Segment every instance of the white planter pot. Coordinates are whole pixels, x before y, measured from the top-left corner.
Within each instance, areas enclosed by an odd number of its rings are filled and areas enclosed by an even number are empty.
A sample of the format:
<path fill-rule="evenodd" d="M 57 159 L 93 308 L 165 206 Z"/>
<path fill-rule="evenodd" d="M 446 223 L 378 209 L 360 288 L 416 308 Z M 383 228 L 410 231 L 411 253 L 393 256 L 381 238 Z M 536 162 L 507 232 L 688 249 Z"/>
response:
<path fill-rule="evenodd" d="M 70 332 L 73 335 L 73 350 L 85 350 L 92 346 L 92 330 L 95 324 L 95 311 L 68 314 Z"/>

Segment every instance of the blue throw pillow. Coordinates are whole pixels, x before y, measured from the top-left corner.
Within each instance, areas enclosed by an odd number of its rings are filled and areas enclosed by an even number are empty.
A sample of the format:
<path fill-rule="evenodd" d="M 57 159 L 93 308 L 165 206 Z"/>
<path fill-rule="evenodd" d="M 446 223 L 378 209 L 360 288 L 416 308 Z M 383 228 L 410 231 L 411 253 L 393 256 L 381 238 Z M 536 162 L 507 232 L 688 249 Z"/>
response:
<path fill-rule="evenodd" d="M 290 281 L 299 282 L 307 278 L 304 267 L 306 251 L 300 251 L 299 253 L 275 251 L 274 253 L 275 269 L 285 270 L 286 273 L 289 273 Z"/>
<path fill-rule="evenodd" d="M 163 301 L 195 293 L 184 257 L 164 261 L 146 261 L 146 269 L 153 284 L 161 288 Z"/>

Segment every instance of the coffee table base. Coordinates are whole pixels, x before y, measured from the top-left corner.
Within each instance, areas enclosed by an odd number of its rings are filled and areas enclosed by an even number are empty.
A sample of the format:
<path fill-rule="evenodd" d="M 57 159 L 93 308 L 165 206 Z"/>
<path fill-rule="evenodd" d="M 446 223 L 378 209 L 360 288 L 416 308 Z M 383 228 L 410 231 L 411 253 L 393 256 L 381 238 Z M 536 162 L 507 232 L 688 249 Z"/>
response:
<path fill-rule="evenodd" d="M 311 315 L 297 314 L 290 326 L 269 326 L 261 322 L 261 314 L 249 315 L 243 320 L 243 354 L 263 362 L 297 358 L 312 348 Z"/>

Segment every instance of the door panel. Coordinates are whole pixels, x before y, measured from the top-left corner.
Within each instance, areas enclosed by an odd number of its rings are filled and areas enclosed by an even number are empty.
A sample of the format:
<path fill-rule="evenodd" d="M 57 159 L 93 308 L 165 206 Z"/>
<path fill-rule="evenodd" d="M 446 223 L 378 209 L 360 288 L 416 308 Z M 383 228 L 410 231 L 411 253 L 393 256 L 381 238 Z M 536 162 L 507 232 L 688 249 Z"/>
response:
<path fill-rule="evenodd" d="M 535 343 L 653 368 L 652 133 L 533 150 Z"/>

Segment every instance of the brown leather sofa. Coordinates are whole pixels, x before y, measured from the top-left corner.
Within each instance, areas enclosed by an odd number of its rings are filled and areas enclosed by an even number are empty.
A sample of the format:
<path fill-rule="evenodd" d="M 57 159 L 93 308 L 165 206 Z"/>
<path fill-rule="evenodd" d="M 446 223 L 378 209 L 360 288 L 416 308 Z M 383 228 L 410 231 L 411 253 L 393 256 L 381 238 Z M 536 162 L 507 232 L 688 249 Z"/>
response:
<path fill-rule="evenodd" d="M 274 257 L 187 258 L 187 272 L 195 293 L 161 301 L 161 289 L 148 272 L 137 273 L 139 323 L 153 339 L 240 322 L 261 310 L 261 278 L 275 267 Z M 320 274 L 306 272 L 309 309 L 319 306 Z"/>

Task statement: Please rewrite every line of the entries above as a numbered list, leaving out the blank lines.

Output for this exercise:
1. Segment every instance of the white planter pot. Coordinates are whole pixels, x before y, measured from the top-left corner.
2. Within each instance, areas enclosed by an odd number of its rings are filled and areas enclosed by an even number are empty.
3. A sample of the format:
4. <path fill-rule="evenodd" d="M 57 159 L 93 308 L 165 206 Z"/>
5. <path fill-rule="evenodd" d="M 446 223 L 378 209 L 360 288 L 416 308 Z M 383 228 L 410 231 L 411 253 L 393 256 L 381 238 Z M 536 162 L 507 232 L 688 249 Z"/>
6. response:
7. <path fill-rule="evenodd" d="M 70 332 L 73 335 L 73 350 L 85 350 L 92 346 L 92 330 L 95 324 L 95 311 L 68 314 Z"/>
8. Segment every instance of the blue throw pillow. Coordinates are whole pixels, x before y, measured from the top-left corner.
9. Within each instance, areas enclosed by an odd number of its rings are filled and areas enclosed by an even number are empty.
10. A sample of the format:
11. <path fill-rule="evenodd" d="M 57 159 L 93 308 L 165 206 Z"/>
12. <path fill-rule="evenodd" d="M 446 223 L 378 209 L 360 288 L 416 308 Z M 383 228 L 410 231 L 411 253 L 393 256 L 381 238 Z M 536 162 L 507 232 L 688 249 Z"/>
13. response:
14. <path fill-rule="evenodd" d="M 290 281 L 299 282 L 307 278 L 304 267 L 306 251 L 300 251 L 299 253 L 275 251 L 274 253 L 275 269 L 285 270 L 286 273 L 289 273 Z"/>
15. <path fill-rule="evenodd" d="M 163 301 L 195 293 L 184 257 L 164 261 L 146 261 L 146 269 L 153 284 L 161 288 Z"/>
16. Segment every instance of the coffee table base. Coordinates are whole pixels, x before y, measured from the top-left corner.
17. Within each instance, areas enclosed by an odd number of its rings are filled and areas enclosed by an even number are empty.
18. A sample of the format:
19. <path fill-rule="evenodd" d="M 57 159 L 93 308 L 165 206 Z"/>
20. <path fill-rule="evenodd" d="M 446 223 L 378 209 L 360 288 L 416 308 Z M 383 228 L 410 231 L 411 253 L 393 256 L 381 238 Z M 536 162 L 507 232 L 688 249 Z"/>
21. response:
22. <path fill-rule="evenodd" d="M 311 315 L 297 314 L 290 326 L 269 326 L 261 322 L 261 314 L 249 315 L 243 320 L 243 354 L 263 362 L 297 358 L 312 348 Z"/>
23. Segment every instance of the door panel. Coordinates are whole pixels, x before y, measured from the top-left corner.
24. Within each instance, areas enclosed by an odd number of its rings are filled and areas enclosed by an even number are empty.
25. A sample of the format:
26. <path fill-rule="evenodd" d="M 57 159 L 93 308 L 165 206 Z"/>
27. <path fill-rule="evenodd" d="M 446 223 L 378 209 L 360 288 L 416 308 Z M 383 228 L 410 231 L 411 253 L 393 256 L 381 238 Z M 536 162 L 507 232 L 688 249 Z"/>
28. response:
29. <path fill-rule="evenodd" d="M 535 343 L 653 368 L 652 133 L 533 150 Z"/>
30. Segment every instance of the brown leather sofa. Coordinates are whole pixels, x before y, measured from the top-left corner.
31. Within each instance, areas enclosed by an odd number of its rings are filled and areas enclosed by an even number are empty.
32. A sample of the format:
33. <path fill-rule="evenodd" d="M 57 159 L 93 308 L 165 206 Z"/>
34. <path fill-rule="evenodd" d="M 446 223 L 378 209 L 360 288 L 416 308 Z M 383 228 L 410 231 L 411 253 L 393 256 L 381 238 Z M 536 162 L 507 232 L 688 249 Z"/>
35. response:
36. <path fill-rule="evenodd" d="M 274 257 L 187 258 L 187 272 L 195 293 L 161 301 L 161 289 L 148 272 L 137 273 L 139 323 L 153 339 L 240 322 L 261 310 L 261 278 L 275 267 Z M 320 274 L 306 272 L 309 309 L 319 306 Z"/>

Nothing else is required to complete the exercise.